YOUR OBJECTIVE -> Your output should be each line from the material below that has the word "water".
**** MATERIAL PROVIDED
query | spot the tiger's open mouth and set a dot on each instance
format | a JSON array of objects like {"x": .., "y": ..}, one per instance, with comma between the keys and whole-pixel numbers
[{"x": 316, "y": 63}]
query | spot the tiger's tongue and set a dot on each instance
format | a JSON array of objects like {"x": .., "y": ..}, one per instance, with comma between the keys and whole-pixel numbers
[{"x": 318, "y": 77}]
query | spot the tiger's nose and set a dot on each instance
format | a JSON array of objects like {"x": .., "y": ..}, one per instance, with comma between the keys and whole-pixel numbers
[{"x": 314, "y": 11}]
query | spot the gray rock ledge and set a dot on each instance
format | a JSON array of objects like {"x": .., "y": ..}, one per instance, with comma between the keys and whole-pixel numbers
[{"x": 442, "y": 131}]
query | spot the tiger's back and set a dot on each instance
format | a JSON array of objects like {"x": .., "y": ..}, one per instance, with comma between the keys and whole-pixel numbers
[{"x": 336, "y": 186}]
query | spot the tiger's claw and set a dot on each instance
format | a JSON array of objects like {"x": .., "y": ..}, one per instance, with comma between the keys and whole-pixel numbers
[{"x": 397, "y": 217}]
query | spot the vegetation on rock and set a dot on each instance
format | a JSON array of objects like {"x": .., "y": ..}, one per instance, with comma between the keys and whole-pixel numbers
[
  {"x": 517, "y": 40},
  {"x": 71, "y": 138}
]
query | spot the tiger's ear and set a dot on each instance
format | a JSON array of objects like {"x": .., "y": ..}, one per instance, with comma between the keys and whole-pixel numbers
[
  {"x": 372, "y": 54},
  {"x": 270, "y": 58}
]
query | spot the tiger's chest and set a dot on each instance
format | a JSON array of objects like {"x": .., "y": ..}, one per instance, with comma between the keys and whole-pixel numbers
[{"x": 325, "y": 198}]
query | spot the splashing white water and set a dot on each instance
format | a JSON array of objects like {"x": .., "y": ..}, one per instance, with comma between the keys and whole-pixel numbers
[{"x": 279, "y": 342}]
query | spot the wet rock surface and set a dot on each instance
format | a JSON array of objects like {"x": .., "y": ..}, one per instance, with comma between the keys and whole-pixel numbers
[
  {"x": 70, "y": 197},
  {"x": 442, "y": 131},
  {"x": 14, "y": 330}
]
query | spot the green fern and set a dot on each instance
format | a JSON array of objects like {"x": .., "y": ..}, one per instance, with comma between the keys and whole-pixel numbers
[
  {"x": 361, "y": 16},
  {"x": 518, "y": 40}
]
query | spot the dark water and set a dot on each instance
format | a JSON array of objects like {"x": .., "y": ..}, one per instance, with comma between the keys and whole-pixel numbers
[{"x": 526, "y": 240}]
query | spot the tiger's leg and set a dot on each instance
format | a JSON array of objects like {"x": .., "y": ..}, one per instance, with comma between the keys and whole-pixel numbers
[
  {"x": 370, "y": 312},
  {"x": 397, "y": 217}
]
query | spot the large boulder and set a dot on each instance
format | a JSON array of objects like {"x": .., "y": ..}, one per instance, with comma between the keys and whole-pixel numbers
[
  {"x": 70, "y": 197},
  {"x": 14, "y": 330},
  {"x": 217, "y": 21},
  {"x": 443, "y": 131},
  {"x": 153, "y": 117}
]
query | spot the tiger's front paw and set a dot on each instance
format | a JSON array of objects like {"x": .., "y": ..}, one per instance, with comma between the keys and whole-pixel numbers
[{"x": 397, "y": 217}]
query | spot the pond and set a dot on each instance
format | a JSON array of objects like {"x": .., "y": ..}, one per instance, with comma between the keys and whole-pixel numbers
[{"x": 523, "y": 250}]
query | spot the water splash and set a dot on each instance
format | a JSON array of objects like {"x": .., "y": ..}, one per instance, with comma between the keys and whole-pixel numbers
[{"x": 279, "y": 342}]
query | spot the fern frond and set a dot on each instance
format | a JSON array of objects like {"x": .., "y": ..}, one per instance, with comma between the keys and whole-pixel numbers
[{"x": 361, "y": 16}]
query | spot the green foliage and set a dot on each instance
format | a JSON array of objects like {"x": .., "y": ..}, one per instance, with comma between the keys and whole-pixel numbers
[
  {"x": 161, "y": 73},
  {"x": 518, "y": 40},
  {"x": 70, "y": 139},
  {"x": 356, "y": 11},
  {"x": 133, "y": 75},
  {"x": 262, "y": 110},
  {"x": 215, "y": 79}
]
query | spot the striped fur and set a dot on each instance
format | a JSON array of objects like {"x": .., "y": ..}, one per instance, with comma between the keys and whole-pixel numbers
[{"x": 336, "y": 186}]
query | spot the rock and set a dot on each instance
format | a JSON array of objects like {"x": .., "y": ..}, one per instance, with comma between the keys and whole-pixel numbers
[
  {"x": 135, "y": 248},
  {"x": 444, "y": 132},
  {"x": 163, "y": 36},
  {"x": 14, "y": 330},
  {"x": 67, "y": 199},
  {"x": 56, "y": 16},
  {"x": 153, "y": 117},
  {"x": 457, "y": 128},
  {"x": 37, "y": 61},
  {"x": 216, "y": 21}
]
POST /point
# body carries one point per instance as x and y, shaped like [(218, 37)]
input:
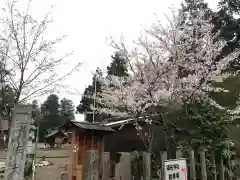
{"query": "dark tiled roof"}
[(92, 126), (53, 132)]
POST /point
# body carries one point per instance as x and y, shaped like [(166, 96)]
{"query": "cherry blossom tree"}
[(171, 65)]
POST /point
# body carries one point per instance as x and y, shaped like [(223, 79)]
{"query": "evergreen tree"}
[(67, 109), (88, 98), (118, 67), (51, 115)]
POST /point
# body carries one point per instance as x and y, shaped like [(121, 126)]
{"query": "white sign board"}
[(175, 169)]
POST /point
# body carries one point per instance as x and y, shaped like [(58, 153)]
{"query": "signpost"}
[(175, 169)]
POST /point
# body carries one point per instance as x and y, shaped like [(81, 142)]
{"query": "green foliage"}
[(88, 98), (202, 124), (118, 67), (67, 109), (51, 115)]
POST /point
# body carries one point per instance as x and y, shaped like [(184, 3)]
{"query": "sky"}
[(88, 24)]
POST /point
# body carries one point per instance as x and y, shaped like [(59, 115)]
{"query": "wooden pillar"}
[(221, 168), (192, 164), (203, 164), (163, 158), (179, 153), (106, 166), (147, 166), (213, 161), (72, 157), (123, 168), (91, 167), (18, 140)]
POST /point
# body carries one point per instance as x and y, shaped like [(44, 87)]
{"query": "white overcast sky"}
[(88, 23)]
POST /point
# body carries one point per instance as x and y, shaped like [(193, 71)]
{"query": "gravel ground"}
[(59, 157)]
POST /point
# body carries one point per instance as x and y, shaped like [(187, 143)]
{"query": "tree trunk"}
[(17, 144)]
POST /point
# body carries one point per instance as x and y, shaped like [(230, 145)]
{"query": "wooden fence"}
[(202, 165)]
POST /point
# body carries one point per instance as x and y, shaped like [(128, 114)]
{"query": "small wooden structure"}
[(87, 148)]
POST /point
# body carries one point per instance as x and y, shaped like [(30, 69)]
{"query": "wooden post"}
[(203, 164), (123, 168), (64, 176), (146, 166), (106, 165), (192, 164), (230, 173), (221, 168), (179, 153), (91, 166), (163, 158), (17, 144), (213, 161)]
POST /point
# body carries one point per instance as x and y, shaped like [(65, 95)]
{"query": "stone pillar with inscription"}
[(18, 140)]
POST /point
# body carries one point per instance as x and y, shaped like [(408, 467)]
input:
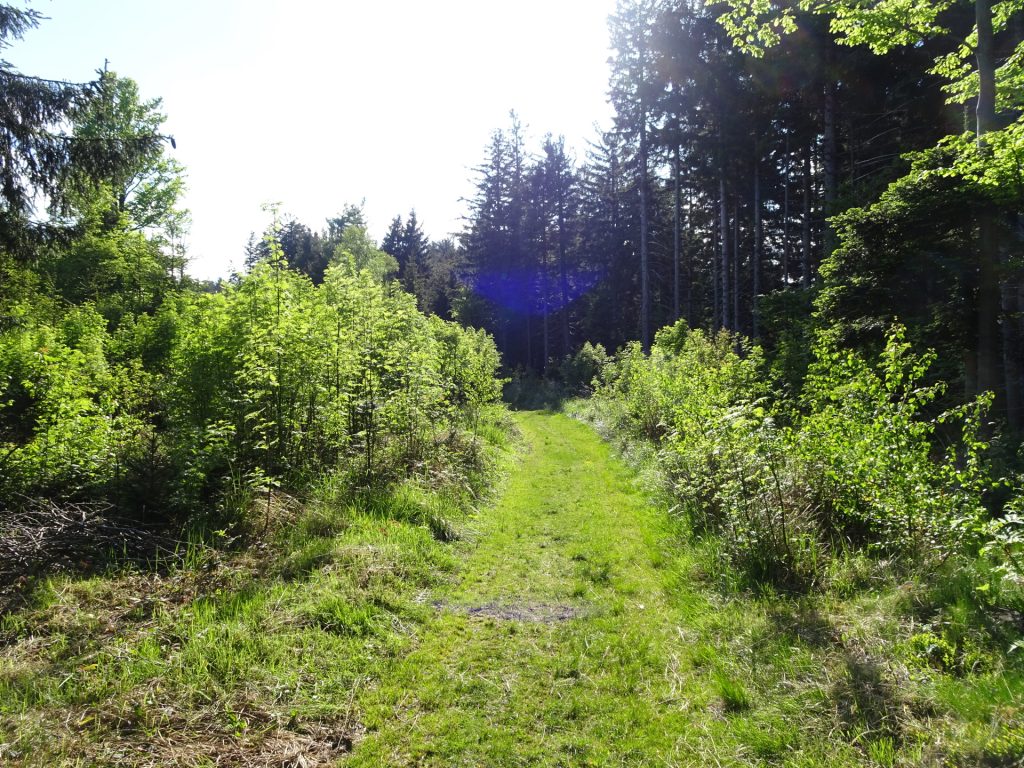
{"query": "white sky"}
[(315, 104)]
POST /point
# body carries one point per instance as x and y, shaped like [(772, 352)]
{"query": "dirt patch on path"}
[(541, 612)]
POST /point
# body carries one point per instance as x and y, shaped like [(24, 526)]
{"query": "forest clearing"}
[(697, 441), (566, 626)]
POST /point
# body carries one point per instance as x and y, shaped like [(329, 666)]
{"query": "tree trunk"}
[(723, 227), (829, 154), (735, 266), (805, 280), (563, 271), (689, 259), (988, 297), (756, 256), (644, 286), (676, 233), (786, 243)]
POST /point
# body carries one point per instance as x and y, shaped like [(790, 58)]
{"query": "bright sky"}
[(315, 103)]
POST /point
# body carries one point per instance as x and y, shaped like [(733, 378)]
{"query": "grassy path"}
[(572, 628), (552, 645)]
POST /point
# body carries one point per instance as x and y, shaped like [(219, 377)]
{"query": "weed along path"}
[(554, 644)]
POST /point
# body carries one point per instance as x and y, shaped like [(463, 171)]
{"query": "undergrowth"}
[(244, 654)]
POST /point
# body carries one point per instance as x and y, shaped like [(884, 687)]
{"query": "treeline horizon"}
[(814, 184)]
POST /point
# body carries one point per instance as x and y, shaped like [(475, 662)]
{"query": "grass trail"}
[(552, 646), (573, 626)]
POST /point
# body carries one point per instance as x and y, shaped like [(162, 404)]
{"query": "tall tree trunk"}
[(805, 279), (829, 153), (689, 259), (563, 272), (786, 243), (723, 226), (676, 230), (644, 278), (756, 256), (735, 266), (988, 298), (715, 279), (1012, 363)]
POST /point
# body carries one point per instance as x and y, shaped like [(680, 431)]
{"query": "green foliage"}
[(855, 462), (68, 420), (186, 401), (276, 380)]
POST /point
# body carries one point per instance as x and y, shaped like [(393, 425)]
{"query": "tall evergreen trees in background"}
[(767, 183)]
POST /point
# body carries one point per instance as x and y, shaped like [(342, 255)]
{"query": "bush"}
[(853, 463)]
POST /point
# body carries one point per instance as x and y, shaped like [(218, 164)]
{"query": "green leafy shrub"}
[(855, 462)]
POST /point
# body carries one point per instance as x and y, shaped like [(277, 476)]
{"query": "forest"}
[(289, 517)]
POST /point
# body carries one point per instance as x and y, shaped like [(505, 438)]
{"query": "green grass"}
[(566, 624)]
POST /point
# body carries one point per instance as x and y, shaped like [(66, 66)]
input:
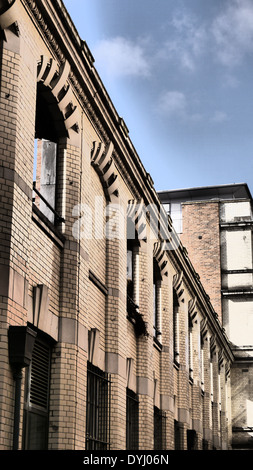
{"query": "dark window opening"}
[(133, 314), (159, 429), (49, 127), (178, 436), (175, 328), (36, 407), (98, 409), (132, 421), (130, 287), (156, 293), (190, 340), (192, 440)]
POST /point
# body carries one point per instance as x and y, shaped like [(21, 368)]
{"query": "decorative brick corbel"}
[(159, 254), (192, 309), (56, 79), (136, 212), (101, 160), (10, 16), (203, 327), (177, 284)]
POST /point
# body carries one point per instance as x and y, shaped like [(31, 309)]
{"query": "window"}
[(192, 440), (132, 421), (97, 409), (49, 128), (202, 365), (36, 408), (175, 328), (159, 429), (156, 300), (178, 435), (130, 283), (190, 340)]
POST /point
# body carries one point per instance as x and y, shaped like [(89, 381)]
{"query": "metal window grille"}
[(37, 399), (98, 409), (178, 435), (159, 429), (132, 421), (192, 439)]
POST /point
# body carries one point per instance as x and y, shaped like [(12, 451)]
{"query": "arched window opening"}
[(49, 128), (156, 300), (175, 328)]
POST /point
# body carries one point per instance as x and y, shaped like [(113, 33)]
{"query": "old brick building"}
[(108, 338), (215, 225)]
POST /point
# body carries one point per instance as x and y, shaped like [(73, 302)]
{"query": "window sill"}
[(157, 344), (47, 227), (176, 365)]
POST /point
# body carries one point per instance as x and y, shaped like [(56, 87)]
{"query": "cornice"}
[(55, 25), (89, 89)]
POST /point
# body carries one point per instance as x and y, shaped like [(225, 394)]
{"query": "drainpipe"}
[(21, 342)]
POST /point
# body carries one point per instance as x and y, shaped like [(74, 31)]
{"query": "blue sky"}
[(180, 75)]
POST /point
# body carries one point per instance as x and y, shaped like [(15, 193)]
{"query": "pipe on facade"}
[(17, 376)]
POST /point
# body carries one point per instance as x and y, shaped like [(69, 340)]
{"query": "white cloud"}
[(120, 57), (188, 43), (233, 32), (172, 103), (219, 117)]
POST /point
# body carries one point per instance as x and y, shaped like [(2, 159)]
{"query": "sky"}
[(180, 75)]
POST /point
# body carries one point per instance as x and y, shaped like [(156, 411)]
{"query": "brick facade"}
[(67, 280), (201, 236)]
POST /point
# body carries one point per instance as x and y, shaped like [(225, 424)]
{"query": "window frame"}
[(35, 409)]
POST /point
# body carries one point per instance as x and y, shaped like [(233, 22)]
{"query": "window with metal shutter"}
[(40, 375), (36, 407)]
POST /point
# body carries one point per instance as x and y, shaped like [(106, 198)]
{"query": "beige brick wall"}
[(86, 279)]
********
YOUR RESPONSE ->
query | spot the splashing white water and set a dot on each instance
query | spot the dark water and set a dot on each instance
query | spot the water splash and set a dot on each instance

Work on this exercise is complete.